Provided records Block Start

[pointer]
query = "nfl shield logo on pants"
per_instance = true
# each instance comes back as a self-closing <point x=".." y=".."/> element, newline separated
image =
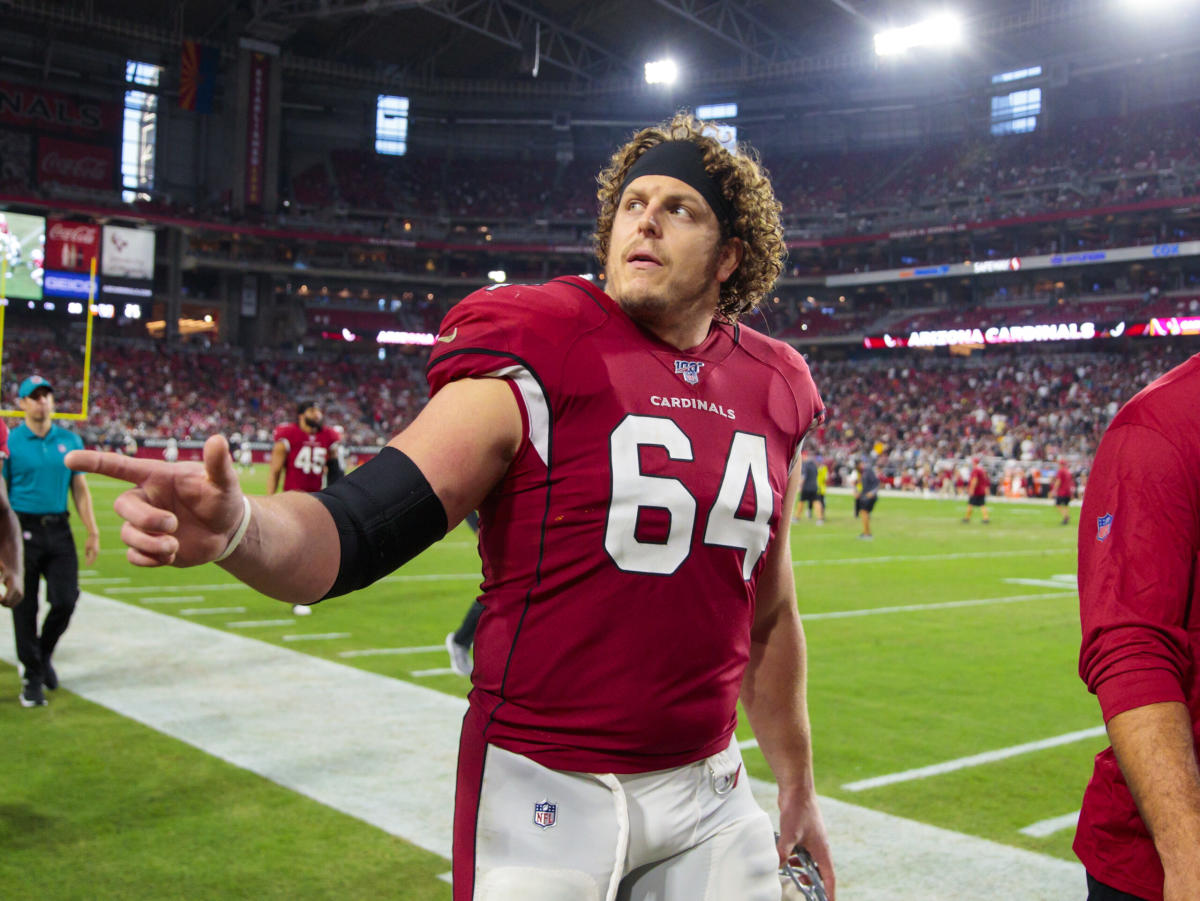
<point x="544" y="814"/>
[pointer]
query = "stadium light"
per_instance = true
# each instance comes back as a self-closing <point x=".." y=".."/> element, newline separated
<point x="664" y="71"/>
<point x="943" y="30"/>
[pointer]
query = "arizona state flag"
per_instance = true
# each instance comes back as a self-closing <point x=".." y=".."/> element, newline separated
<point x="198" y="77"/>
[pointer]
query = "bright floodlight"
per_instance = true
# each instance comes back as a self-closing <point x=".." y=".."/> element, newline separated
<point x="942" y="30"/>
<point x="661" y="72"/>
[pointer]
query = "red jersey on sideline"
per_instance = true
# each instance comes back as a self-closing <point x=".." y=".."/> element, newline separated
<point x="979" y="482"/>
<point x="1066" y="484"/>
<point x="1139" y="534"/>
<point x="307" y="455"/>
<point x="640" y="503"/>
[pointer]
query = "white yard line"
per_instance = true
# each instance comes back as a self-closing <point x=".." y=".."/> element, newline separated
<point x="384" y="750"/>
<point x="316" y="637"/>
<point x="941" y="605"/>
<point x="1053" y="582"/>
<point x="385" y="652"/>
<point x="147" y="589"/>
<point x="210" y="611"/>
<point x="976" y="760"/>
<point x="1054" y="824"/>
<point x="259" y="623"/>
<point x="911" y="558"/>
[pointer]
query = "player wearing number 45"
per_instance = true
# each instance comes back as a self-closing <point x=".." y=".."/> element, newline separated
<point x="305" y="451"/>
<point x="634" y="457"/>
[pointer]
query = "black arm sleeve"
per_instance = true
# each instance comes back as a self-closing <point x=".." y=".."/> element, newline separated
<point x="385" y="514"/>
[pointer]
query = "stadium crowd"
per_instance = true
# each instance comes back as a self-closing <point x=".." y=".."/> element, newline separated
<point x="918" y="415"/>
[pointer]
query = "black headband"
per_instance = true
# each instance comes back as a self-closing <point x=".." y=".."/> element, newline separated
<point x="685" y="161"/>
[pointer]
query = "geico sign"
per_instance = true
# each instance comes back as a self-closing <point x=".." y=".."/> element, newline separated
<point x="996" y="265"/>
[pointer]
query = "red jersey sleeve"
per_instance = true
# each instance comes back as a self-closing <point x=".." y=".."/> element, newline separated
<point x="496" y="329"/>
<point x="1138" y="539"/>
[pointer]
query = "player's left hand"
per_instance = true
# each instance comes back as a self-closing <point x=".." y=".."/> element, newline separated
<point x="13" y="583"/>
<point x="175" y="514"/>
<point x="801" y="823"/>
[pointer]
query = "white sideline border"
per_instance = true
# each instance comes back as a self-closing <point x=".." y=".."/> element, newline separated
<point x="322" y="730"/>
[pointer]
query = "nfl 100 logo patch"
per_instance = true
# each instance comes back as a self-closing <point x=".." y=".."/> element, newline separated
<point x="545" y="814"/>
<point x="689" y="370"/>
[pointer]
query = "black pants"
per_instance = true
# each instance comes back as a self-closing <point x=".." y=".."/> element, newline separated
<point x="1099" y="892"/>
<point x="49" y="553"/>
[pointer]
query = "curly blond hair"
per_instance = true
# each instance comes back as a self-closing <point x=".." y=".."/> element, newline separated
<point x="744" y="184"/>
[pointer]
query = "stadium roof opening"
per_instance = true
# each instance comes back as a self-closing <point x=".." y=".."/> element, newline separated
<point x="943" y="30"/>
<point x="661" y="72"/>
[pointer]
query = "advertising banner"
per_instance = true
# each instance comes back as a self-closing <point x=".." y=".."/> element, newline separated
<point x="256" y="127"/>
<point x="75" y="164"/>
<point x="71" y="246"/>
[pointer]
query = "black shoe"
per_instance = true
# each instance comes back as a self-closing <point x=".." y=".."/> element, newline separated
<point x="31" y="695"/>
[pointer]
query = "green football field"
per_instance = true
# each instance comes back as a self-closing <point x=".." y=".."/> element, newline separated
<point x="942" y="689"/>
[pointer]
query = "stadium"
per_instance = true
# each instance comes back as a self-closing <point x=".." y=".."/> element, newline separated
<point x="991" y="212"/>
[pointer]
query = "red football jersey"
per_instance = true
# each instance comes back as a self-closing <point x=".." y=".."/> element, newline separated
<point x="1139" y="598"/>
<point x="1066" y="482"/>
<point x="623" y="546"/>
<point x="307" y="455"/>
<point x="979" y="481"/>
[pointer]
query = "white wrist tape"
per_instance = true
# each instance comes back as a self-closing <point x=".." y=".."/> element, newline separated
<point x="240" y="533"/>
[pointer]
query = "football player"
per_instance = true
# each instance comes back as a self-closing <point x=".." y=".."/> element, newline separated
<point x="633" y="452"/>
<point x="304" y="451"/>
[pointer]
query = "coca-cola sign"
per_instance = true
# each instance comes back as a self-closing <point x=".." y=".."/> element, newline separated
<point x="71" y="246"/>
<point x="67" y="162"/>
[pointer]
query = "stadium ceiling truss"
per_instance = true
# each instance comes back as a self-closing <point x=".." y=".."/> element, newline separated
<point x="763" y="50"/>
<point x="513" y="24"/>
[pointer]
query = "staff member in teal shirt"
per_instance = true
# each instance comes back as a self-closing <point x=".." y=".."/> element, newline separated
<point x="39" y="484"/>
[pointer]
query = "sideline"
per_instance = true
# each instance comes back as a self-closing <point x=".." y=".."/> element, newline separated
<point x="383" y="750"/>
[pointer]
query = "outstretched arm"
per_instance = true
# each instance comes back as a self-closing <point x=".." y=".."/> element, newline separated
<point x="186" y="514"/>
<point x="774" y="697"/>
<point x="12" y="553"/>
<point x="1157" y="754"/>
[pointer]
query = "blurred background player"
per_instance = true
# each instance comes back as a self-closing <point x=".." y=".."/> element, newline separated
<point x="809" y="490"/>
<point x="1062" y="488"/>
<point x="977" y="491"/>
<point x="867" y="490"/>
<point x="12" y="557"/>
<point x="459" y="642"/>
<point x="39" y="482"/>
<point x="305" y="452"/>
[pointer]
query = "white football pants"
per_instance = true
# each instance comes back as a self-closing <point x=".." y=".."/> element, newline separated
<point x="693" y="833"/>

Provided records Block End

What the task requires:
Your copy must match the records above word for word and contain no pictures.

Answer for this exercise:
[pointer]
query = "nfl shield logo on pants"
per_instance = true
# each instance comes back as a self-closing <point x=".." y=".."/> element, newline separated
image =
<point x="544" y="814"/>
[pointer]
query = "stadium light"
per_instance = true
# each instance comes back as a self-closing <point x=".." y=".."/> element, newline separated
<point x="664" y="71"/>
<point x="943" y="30"/>
[pointer]
query = "arizona state flag"
per_instance = true
# each instance comes back as a self-closing <point x=".." y=".."/> element, newline separated
<point x="198" y="77"/>
[pointer]
query = "bright floodlight"
per_instance = true
# each instance comes back as a self-closing <point x=".." y=".."/> element, newline separated
<point x="942" y="30"/>
<point x="661" y="72"/>
[pointer]
query = "red jersey on sideline"
per_instance = true
# each instance comes back as a self-closing <point x=".." y=".."/> element, newline separated
<point x="979" y="482"/>
<point x="1066" y="484"/>
<point x="1139" y="534"/>
<point x="307" y="455"/>
<point x="640" y="503"/>
[pointer]
query = "white yard line"
per_instance = true
# each instance comes back as a self-closing <point x=".." y=".."/> element, newline separated
<point x="384" y="750"/>
<point x="316" y="637"/>
<point x="941" y="605"/>
<point x="1053" y="582"/>
<point x="385" y="652"/>
<point x="147" y="589"/>
<point x="210" y="611"/>
<point x="976" y="760"/>
<point x="1054" y="824"/>
<point x="259" y="623"/>
<point x="911" y="558"/>
[pointer]
query = "player wearing number 45"
per_instance = true
# each instance comes back as a self-closing <point x=".." y=".."/> element, newline separated
<point x="305" y="451"/>
<point x="634" y="457"/>
[pointer]
query = "black arm sleeve"
per_instance = true
# each instance comes back as a self-closing <point x=".." y=".."/> element, newline separated
<point x="385" y="514"/>
[pointer]
query = "stadium crowd"
per_instance = true
# each instance comes back as a self-closing <point x=".." y=".."/> element, newline separated
<point x="918" y="415"/>
[pointer]
query = "black headband"
per_instance = true
# each instance comes back as a self-closing <point x=".." y=".."/> element, newline separated
<point x="685" y="161"/>
[pointer]
query = "geico sign"
per_instance = true
# each instance comes back as a self-closing <point x=".." y=".."/> element, newline separated
<point x="996" y="265"/>
[pointer]
query = "red jersey sleeve"
per_instance = true
# each instance comes back as a self-closing <point x=".." y=".."/> element, newline separated
<point x="496" y="329"/>
<point x="1138" y="539"/>
[pointer]
query = "player's left hand"
per_instance = true
# each instance comes back as a self-closing <point x=".." y=".."/> element, newline separated
<point x="13" y="583"/>
<point x="175" y="514"/>
<point x="801" y="823"/>
[pointer]
query = "white sideline border"
per_instance = true
# each instance comes back as a self-closing <point x=".." y=".."/> element, newline separated
<point x="322" y="730"/>
[pointer]
query = "nfl 100 logo patch"
per_instance = true
# each instance comes back as a self-closing <point x=".." y=".."/> element, newline separated
<point x="545" y="814"/>
<point x="689" y="370"/>
[pointer]
query = "black pants"
per_instance = true
# each instance comes back as a self-closing <point x=".." y=".."/> element, newline separated
<point x="1099" y="892"/>
<point x="49" y="553"/>
[pointer]
query = "curly blond hair"
per_instance = true
# each instance comes back as a self-closing <point x=".." y=".."/> element, newline separated
<point x="744" y="184"/>
[pointer]
query = "stadium roof opening"
per_instance = true
# each instance comes back as a self-closing <point x=".." y=".."/> element, newline separated
<point x="943" y="30"/>
<point x="661" y="72"/>
[pointer]
query = "advertising banner"
per_instance = true
# each instance comes back as a self-closing <point x=".." y=".."/> element, newline separated
<point x="256" y="127"/>
<point x="75" y="164"/>
<point x="71" y="246"/>
[pointer]
query = "black shoe"
per_instance = true
# each instance comes back as a self-closing <point x=".." y=".."/> element, newline separated
<point x="31" y="695"/>
[pointer]
query = "green football field"
per_instance = true
# each instance comes back as a self-closing <point x=".." y=".."/> element, newline separated
<point x="942" y="689"/>
[pointer]
query = "stadium"
per_instance = true
# each instance comes back as a self-closing <point x=".." y=".."/> element, newline separated
<point x="991" y="212"/>
[pointer]
query = "red football jersey"
per_instance = true
# each instance comes back as a self-closing <point x=".." y=".."/> element, newline separated
<point x="1139" y="598"/>
<point x="1066" y="482"/>
<point x="623" y="546"/>
<point x="307" y="455"/>
<point x="979" y="481"/>
[pointer]
query = "white wrist tape"
per_instance = true
# each instance comes back as a self-closing <point x=".." y=".."/> element, newline separated
<point x="240" y="533"/>
[pointer]
query = "football player"
per_instance = true
# each instance comes back as a self-closing <point x=".." y=".."/> element, newline separated
<point x="633" y="452"/>
<point x="304" y="451"/>
[pointer]
query = "coca-cola sign"
per_instance = true
# each instance comes back as a self-closing <point x=".." y=".."/> element, newline separated
<point x="71" y="246"/>
<point x="67" y="162"/>
[pointer]
query = "stadium ceiling truss"
per_instance = true
# each instance comes back as a self-closing <point x=".." y=".."/> element, newline separated
<point x="763" y="50"/>
<point x="513" y="24"/>
[pointer]
query = "staff member in teal shirt"
per_instance = true
# each instance comes back as a self-closing <point x=".." y=".."/> element, newline separated
<point x="39" y="484"/>
[pointer]
query = "sideline"
per_instance = true
# each instance comes back as a self-closing <point x=".." y=".."/> element, newline separated
<point x="383" y="750"/>
[pointer]
query = "outstretched arm"
per_instance = true
# each instance comes back as a self-closing <point x=".." y=".."/> element, newline separated
<point x="186" y="514"/>
<point x="774" y="697"/>
<point x="12" y="553"/>
<point x="1157" y="754"/>
[pointer]
query = "blurred background player"
per_instance = true
# each instance comes back as a self-closing <point x=".." y=".."/> element, newline separated
<point x="809" y="490"/>
<point x="1062" y="488"/>
<point x="977" y="491"/>
<point x="867" y="490"/>
<point x="12" y="557"/>
<point x="459" y="642"/>
<point x="39" y="482"/>
<point x="305" y="452"/>
[pointer]
query = "white football pants"
per_instance = true
# each instance comes back as a self-closing <point x=".." y=".."/> element, newline separated
<point x="693" y="833"/>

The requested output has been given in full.